Answer from the essay on standing for the national anthem below:
1. During which war did the writer try not to stand for the anthem?
2. Which radio network does the writer listen to between Uber drives?
3. In which country, according to the essay, would the morning loyalty ritual be mocked as creepy brainwashing?

--- begin Document text ---

During the Iraq War, I made an effort not to stand for the United States’ national anthem while it played. The context for this was almost always sports games, because even though ESPN Radio (which I listen to a lot between Uber drives these days, while the NPR station is playing jazz and I’m waiting for the BBC World Service to come on) insisted (before this past week) on shouting down any caller who brought up politics, sports have been insidiously intertwined with politics for decades in this country. We have military nights, we have anthems before everything, we have the ongoing extra displays of patriotism since 9/11. Like so many elements of our society, we are made to forget that the default setting of what we perceive as normal is, itself, a political statement. We live in a deeply politicized reality, one where every student is made to swear unwavering loyalty to a piece of cloth every morning in a ritual that, were it discovered in North Korea, we would lampoon as the result of creepy brainwashing.

--- end Document text ---
--- begin Record set ---

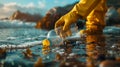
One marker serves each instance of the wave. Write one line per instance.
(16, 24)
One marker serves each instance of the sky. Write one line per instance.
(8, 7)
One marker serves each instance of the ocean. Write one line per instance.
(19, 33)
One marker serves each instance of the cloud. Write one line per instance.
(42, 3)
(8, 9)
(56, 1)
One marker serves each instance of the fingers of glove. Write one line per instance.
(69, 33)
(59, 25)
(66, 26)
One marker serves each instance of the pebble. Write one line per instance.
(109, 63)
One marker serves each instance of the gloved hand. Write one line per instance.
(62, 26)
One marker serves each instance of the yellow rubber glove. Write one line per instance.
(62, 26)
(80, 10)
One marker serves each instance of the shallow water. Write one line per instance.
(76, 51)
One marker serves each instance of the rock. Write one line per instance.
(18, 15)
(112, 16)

--- end Record set ---
--- begin Record set ---

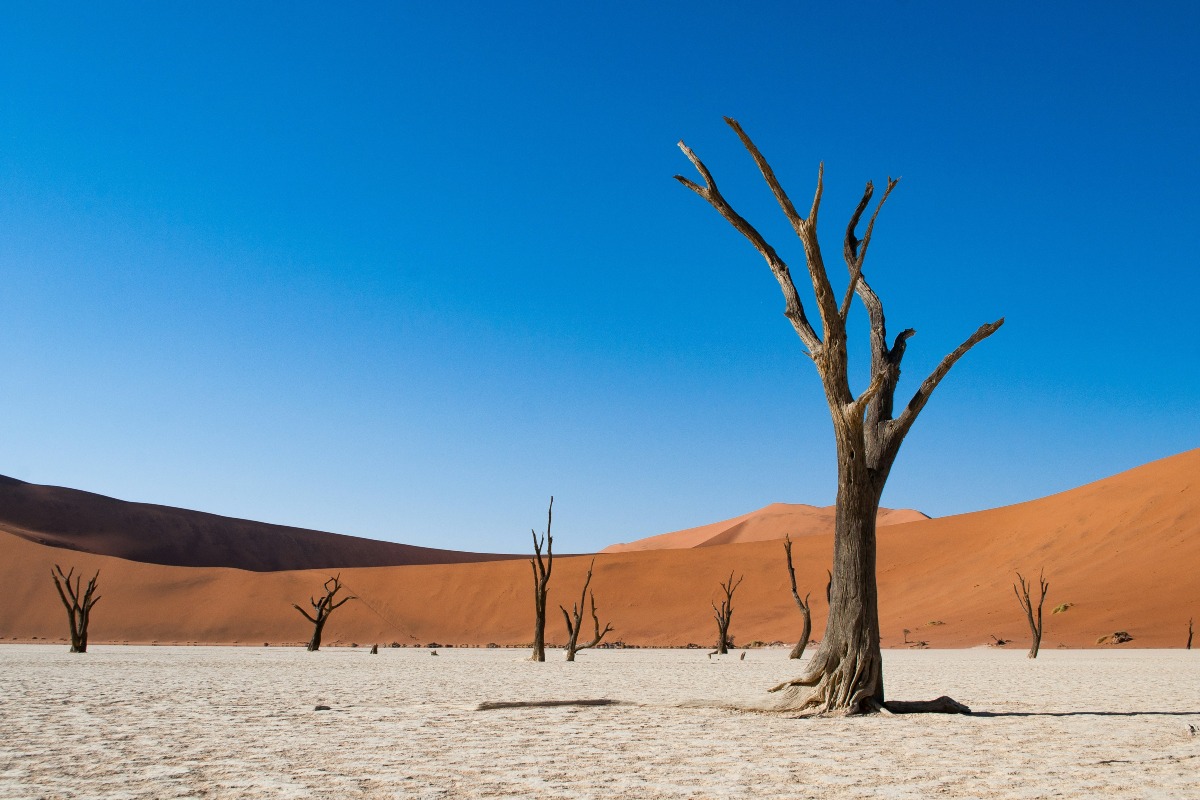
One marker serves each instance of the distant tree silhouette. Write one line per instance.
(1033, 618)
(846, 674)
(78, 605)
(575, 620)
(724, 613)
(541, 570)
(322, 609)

--- end Record set ---

(Exercise response):
1. The Iraq War
2. ESPN Radio
3. North Korea